• [About this exercise] Using the entries that follow, write out the line containing "If you could", the line containing "Target: white wrist tape", and every line between them, exactly and nothing else.

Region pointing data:

((

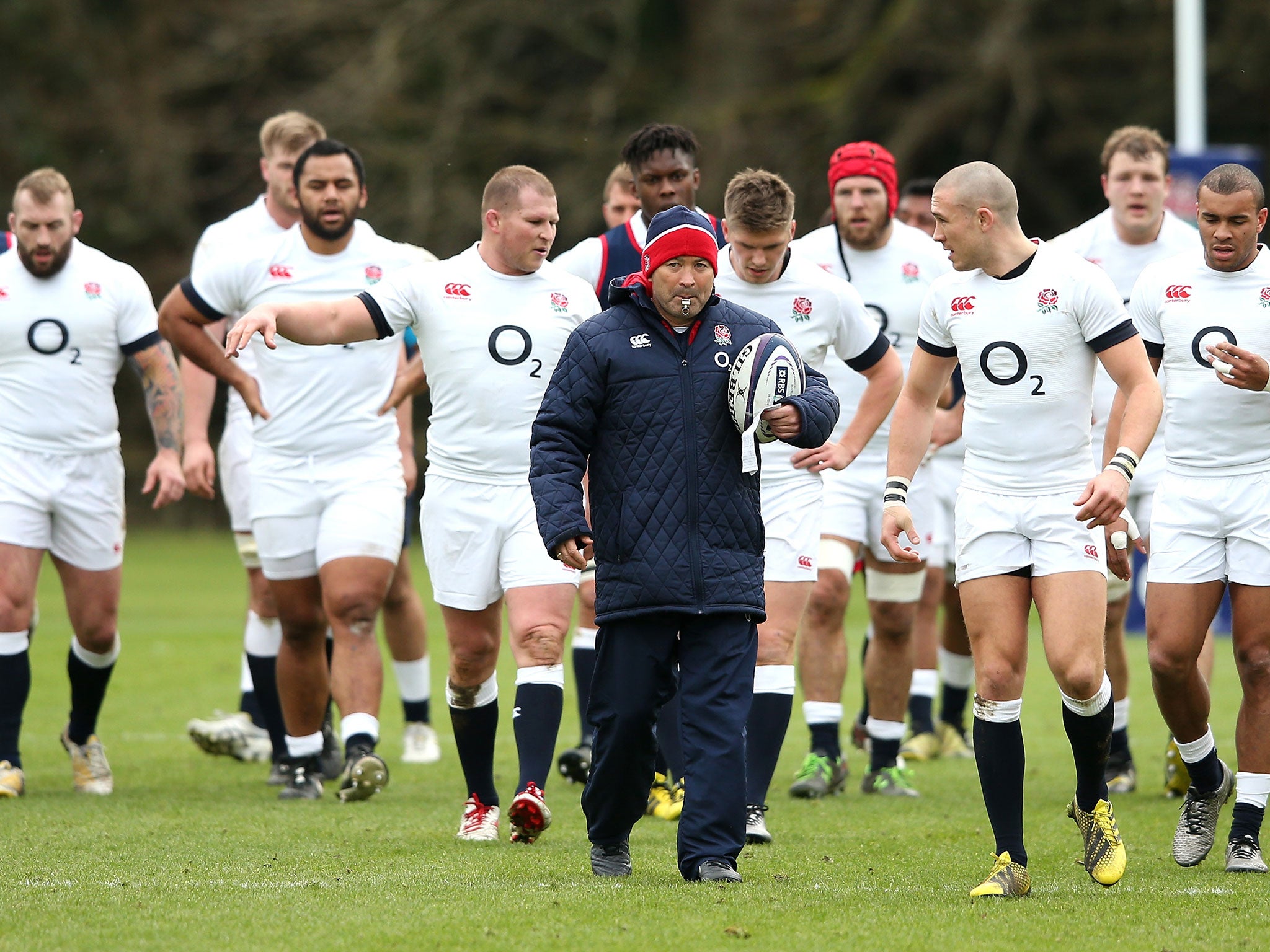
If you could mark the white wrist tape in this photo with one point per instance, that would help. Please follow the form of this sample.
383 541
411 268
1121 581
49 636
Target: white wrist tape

))
((

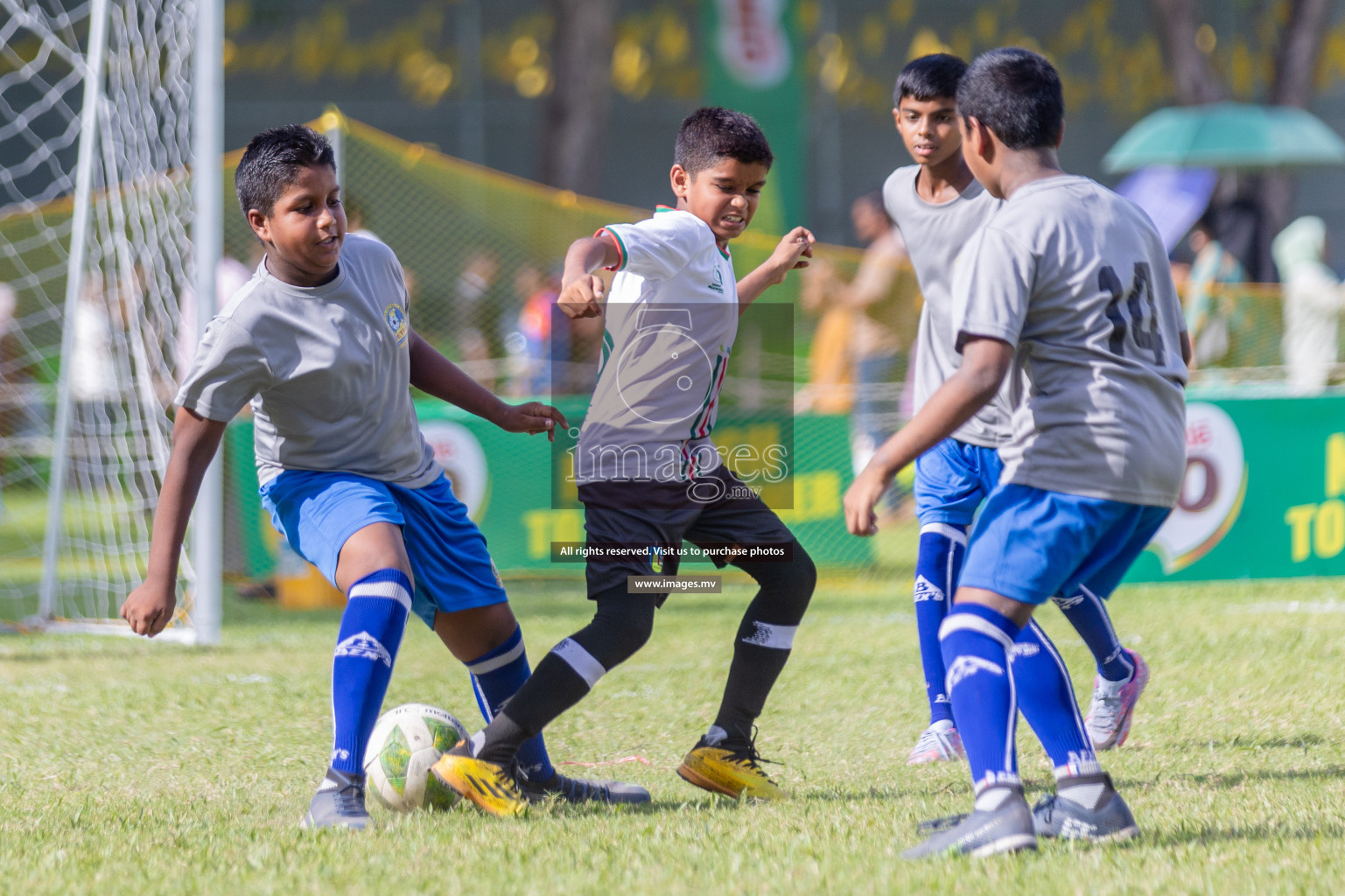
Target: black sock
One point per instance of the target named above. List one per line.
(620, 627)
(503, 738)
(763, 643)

))

• [Finished exercise]
If you could mark the white wrist tape in this photo with one point per instance, that would help. Please follow the form of this sample.
383 541
411 268
1121 581
49 636
Target: white wrist tape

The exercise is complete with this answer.